■ SOURCE:

--

Commodity prices surged with bullish implications for the dollar and shares after Goldman Sachs backed the asset class.

Oil is just one of the commodities set to benefit from stronger demand, according to Goldman Sachs.
Oil is just one of the commodities set to benefit from stronger demand, according to Goldman Sachs.

Commodity prices surged with bullish implications for the Australian dollar and shares after Goldman Sachs recommended overweight positions in the asset class for the first time in years.

Australia’s benchmark S&P/ASX 200 share index jumped 1.2 per cent to 5413.3 points yesterday as resources companies led broad-based gains amid strong gains in commodity futures. The dollar bounced to US74.05c after US dollar strength had pushed it down to five-month low of US73.11c.

Dalian iron ore futures jumped 6 per cent to 580.5 yuan a tonne, West Texas Intermediate crude oil rose 1.4 per cent to $US48.91 a barrel and London Metals Exchange copper jumped 2 per cent to $US2.58 a pound after Goldman Sachs said improving manufacturing activity and the likely formal ratification of production cuts by OPEC at next week’s meeting warranted an overweight position on commodities.

Goldman Sachs is the biggest bank by commodity trading ­revenue.

“Historically, when the US and Chinese output gap closes and inflation begins to rise, this has been a buy signal for commodities,” said the firm’s global head of commodities research, Jeffrey Currie.

“We believe the recent reacceleration in global PMIs suggests commodity markets are entering a cyclically stronger environment. Oil, natural gas, zinc, coking coal and nickel are all poised to benefit from a cyclically stronger demand backdrop due to supply restrictions from either policy actions on oil, coking coal and nickel or economic reductions on natural gas and zinc.”

--

■ DATASET SECTION:
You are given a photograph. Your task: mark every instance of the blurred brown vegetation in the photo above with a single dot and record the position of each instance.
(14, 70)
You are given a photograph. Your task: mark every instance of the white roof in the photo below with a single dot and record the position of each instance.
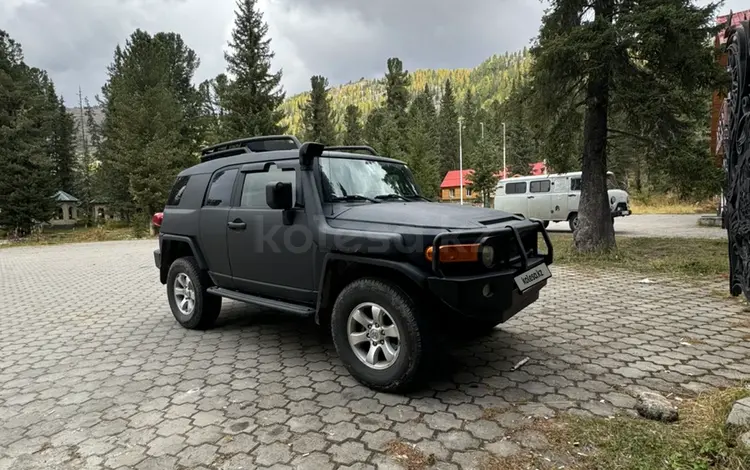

--

■ REQUIREMENT 1:
Translate this sentence from the commodities article into Spanish: "Goldman Sachs is the biggest bank by commodity trading revenue."
■ REQUIREMENT 2:
According to the quote that ends the commodities article, which commodities are poised to benefit from a cyclically stronger demand backdrop? List all of them.
■ REQUIREMENT 3:
Write out the commodities article exactly, everything from "Australia’s benchmark S&P/ASX" down to "position on commodities.".

■ TASK RESULT 1:
Goldman Sachs es el banco más grande por ingresos de negociación de materias primas.

■ TASK RESULT 2:
Oil, natural gas, zinc, coking coal, nickel

■ TASK RESULT 3:
Australia’s benchmark S&P/ASX 200 share index jumped 1.2 per cent to 5413.3 points yesterday as resources companies led broad-based gains amid strong gains in commodity futures. The dollar bounced to US74.05c after US dollar strength had pushed it down to five-month low of US73.11c.

Dalian iron ore futures jumped 6 per cent to 580.5 yuan a tonne, West Texas Intermediate crude oil rose 1.4 per cent to $US48.91 a barrel and London Metals Exchange copper jumped 2 per cent to $US2.58 a pound after Goldman Sachs said improving manufacturing activity and the likely formal ratification of production cuts by OPEC at next week’s meeting warranted an overweight position on commodities.